Aufgabe —
Finde bitte in der folgenden Liste jede Zeile, die die Zeichenfolge „beak“ enthält, und schreibe diese Zeilen unverändert ab.

━━ Vorliegendes Material

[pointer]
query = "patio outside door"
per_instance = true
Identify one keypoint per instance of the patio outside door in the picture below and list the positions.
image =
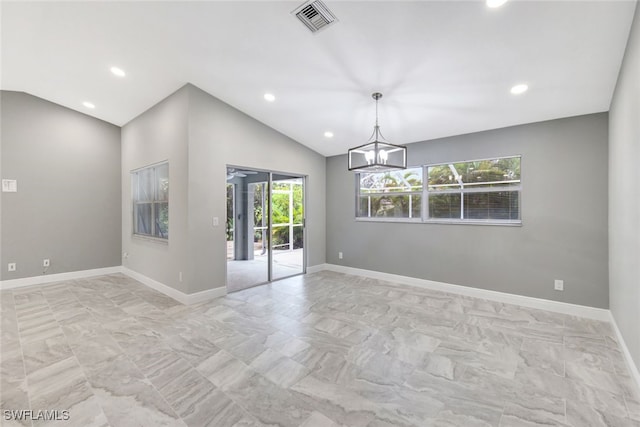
(265, 227)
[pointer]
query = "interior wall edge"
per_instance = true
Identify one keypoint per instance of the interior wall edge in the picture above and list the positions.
(594, 313)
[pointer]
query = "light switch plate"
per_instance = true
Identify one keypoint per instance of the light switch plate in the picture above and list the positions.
(9, 186)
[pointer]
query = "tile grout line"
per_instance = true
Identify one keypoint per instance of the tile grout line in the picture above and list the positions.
(148, 381)
(84, 373)
(24, 366)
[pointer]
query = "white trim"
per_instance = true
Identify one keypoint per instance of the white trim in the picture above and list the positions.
(317, 268)
(633, 369)
(59, 277)
(177, 295)
(538, 303)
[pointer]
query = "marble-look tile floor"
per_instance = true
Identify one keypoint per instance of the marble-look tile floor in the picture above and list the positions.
(325, 349)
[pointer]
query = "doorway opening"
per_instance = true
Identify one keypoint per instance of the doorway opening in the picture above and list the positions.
(265, 227)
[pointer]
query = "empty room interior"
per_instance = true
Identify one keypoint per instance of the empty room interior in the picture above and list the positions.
(320, 214)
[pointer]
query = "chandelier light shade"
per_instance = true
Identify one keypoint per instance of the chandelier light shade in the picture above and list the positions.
(377, 155)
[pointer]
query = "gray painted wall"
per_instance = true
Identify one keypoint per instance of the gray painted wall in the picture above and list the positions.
(220, 135)
(200, 135)
(564, 216)
(67, 207)
(159, 134)
(624, 195)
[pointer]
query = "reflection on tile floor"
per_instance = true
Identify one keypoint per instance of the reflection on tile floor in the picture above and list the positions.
(325, 349)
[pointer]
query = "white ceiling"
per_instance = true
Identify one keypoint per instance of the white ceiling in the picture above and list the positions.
(444, 67)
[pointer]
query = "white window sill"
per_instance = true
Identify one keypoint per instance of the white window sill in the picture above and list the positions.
(508, 223)
(150, 239)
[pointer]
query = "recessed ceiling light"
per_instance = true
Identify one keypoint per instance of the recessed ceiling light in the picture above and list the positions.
(118, 71)
(518, 89)
(495, 3)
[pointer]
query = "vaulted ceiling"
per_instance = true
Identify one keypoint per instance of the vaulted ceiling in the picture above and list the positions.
(444, 67)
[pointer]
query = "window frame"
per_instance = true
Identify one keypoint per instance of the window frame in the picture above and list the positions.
(419, 193)
(425, 194)
(153, 202)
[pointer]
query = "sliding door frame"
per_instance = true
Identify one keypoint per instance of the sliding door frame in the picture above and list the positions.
(269, 190)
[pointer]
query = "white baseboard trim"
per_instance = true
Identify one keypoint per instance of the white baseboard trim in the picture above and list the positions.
(58, 277)
(633, 369)
(186, 299)
(177, 295)
(317, 268)
(538, 303)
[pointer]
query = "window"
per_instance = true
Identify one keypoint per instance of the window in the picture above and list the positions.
(393, 194)
(482, 190)
(150, 193)
(479, 191)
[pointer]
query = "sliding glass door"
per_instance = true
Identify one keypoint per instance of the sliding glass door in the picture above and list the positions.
(265, 227)
(287, 225)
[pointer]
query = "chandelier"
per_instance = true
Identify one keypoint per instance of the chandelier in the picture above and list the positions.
(377, 155)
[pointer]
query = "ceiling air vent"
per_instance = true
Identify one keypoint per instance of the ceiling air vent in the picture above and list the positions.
(315, 15)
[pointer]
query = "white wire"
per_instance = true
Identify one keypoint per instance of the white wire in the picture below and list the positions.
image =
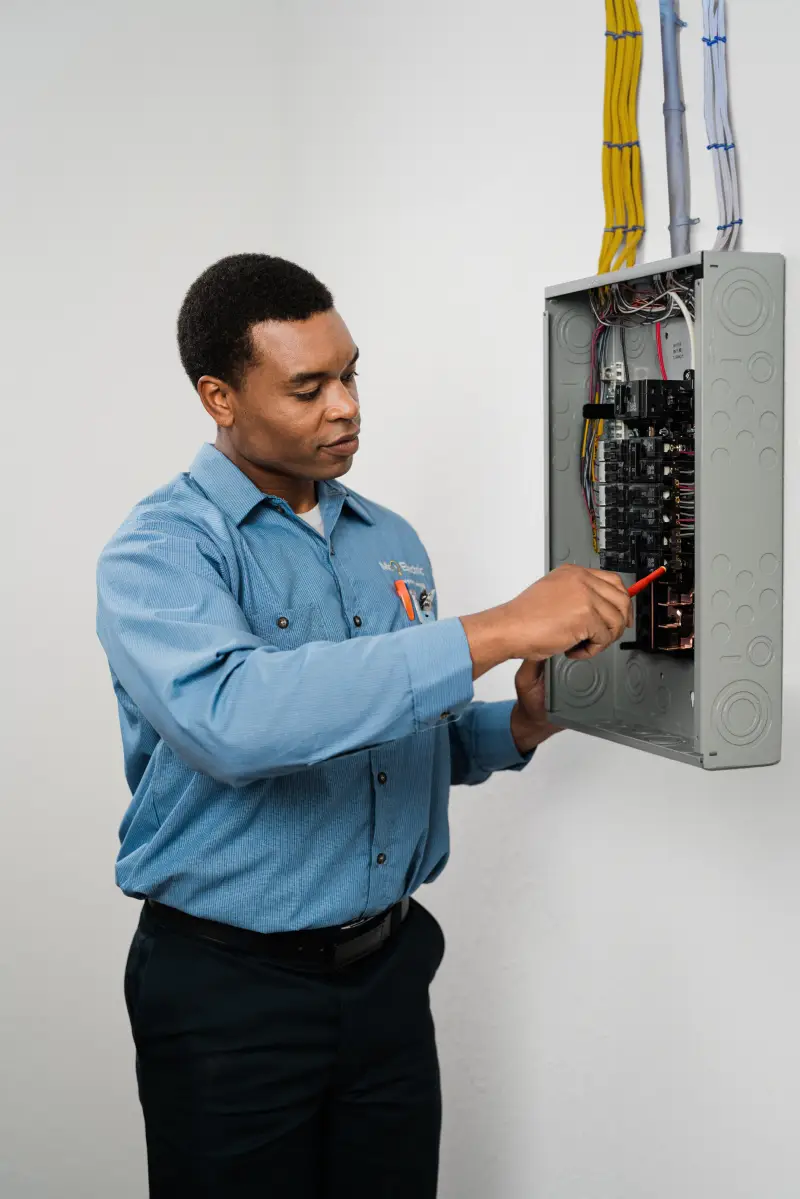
(717, 125)
(690, 325)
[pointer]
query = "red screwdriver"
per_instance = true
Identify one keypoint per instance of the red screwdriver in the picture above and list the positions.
(633, 590)
(641, 584)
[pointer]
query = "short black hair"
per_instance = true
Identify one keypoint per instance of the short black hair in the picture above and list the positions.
(229, 297)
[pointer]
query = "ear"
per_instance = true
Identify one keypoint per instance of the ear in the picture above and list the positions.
(217, 399)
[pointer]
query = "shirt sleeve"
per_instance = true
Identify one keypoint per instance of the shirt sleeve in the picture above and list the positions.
(481, 743)
(239, 709)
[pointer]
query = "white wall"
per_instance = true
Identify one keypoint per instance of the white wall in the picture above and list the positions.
(618, 1007)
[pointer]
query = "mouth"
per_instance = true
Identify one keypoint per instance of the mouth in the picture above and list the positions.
(344, 446)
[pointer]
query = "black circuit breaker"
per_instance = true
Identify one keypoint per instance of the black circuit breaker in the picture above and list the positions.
(645, 502)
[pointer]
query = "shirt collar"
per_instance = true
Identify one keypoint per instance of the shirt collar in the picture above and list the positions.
(236, 495)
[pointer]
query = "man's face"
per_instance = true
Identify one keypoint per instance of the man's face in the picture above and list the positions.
(296, 413)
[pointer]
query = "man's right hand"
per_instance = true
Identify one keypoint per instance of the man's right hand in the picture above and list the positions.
(572, 610)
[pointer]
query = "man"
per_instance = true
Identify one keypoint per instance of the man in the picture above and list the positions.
(293, 716)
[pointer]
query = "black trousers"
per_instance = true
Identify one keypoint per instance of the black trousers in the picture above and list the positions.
(262, 1080)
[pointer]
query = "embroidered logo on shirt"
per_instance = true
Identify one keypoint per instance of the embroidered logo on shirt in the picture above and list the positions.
(402, 568)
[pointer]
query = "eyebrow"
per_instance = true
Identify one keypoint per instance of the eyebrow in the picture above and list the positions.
(312, 375)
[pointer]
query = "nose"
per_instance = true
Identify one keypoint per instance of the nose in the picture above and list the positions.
(344, 407)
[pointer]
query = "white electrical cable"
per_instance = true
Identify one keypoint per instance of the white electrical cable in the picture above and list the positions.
(717, 125)
(690, 325)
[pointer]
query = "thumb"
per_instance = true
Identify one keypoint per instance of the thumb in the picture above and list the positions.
(529, 674)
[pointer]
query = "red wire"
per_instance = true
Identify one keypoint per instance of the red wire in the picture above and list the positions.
(661, 353)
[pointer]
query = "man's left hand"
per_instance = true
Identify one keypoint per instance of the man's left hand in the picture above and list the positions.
(529, 722)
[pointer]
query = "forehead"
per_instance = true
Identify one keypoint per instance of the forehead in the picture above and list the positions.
(287, 348)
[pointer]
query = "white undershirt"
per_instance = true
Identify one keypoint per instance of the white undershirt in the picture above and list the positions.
(314, 518)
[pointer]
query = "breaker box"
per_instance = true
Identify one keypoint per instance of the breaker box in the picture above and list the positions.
(665, 425)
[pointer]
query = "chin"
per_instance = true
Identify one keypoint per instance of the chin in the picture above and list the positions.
(336, 469)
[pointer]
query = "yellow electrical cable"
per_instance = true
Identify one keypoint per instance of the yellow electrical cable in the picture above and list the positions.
(611, 49)
(624, 155)
(621, 160)
(636, 154)
(618, 196)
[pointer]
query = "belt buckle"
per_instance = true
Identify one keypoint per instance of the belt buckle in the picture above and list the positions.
(361, 946)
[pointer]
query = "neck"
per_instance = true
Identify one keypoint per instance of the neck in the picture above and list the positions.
(299, 493)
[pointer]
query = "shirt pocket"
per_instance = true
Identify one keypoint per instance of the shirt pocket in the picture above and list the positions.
(288, 628)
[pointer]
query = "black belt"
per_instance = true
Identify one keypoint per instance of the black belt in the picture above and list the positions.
(314, 949)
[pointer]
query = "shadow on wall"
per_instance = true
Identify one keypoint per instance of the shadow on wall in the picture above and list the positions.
(606, 932)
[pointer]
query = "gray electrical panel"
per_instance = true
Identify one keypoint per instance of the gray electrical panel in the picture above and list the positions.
(714, 703)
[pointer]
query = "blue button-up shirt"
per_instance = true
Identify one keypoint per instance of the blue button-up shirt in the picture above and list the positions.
(289, 734)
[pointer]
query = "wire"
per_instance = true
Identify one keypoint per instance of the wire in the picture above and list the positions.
(621, 161)
(623, 347)
(719, 127)
(674, 131)
(661, 353)
(690, 325)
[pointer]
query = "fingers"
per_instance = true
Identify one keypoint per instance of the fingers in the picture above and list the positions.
(615, 595)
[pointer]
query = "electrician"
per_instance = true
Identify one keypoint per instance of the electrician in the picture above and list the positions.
(293, 716)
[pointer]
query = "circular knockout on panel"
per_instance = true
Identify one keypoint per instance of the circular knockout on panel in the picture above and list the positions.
(744, 301)
(743, 712)
(573, 332)
(582, 682)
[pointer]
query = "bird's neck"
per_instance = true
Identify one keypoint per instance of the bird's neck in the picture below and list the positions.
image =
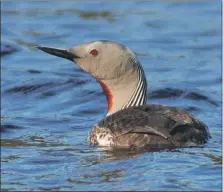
(127, 91)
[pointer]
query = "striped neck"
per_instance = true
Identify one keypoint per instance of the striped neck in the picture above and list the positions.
(128, 91)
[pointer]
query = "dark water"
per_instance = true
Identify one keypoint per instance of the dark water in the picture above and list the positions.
(49, 105)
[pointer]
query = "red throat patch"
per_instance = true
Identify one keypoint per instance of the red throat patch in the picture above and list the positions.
(108, 95)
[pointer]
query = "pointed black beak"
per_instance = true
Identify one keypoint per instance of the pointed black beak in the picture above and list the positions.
(59, 52)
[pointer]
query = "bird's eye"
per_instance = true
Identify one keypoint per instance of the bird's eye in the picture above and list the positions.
(94, 52)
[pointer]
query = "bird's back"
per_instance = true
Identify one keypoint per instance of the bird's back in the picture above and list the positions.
(151, 126)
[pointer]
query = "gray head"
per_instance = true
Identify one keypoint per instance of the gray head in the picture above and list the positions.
(102, 59)
(114, 66)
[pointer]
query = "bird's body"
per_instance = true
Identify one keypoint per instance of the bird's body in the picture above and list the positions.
(130, 122)
(151, 126)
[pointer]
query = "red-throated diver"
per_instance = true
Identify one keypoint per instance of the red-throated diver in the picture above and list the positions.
(130, 122)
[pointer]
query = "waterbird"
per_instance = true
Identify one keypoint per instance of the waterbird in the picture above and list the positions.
(130, 122)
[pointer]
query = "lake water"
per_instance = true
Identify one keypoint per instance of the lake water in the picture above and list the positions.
(49, 105)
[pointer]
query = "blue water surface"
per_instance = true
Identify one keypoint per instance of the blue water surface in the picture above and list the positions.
(49, 105)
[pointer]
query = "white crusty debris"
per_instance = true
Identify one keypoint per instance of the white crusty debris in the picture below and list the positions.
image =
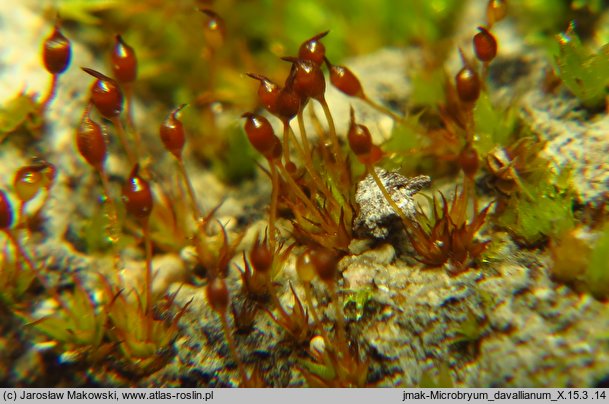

━━━━

Ergebnis —
query = "pointed black beak"
Identify one keypoint per instance of the pointed black beak in the picture above and list the positions.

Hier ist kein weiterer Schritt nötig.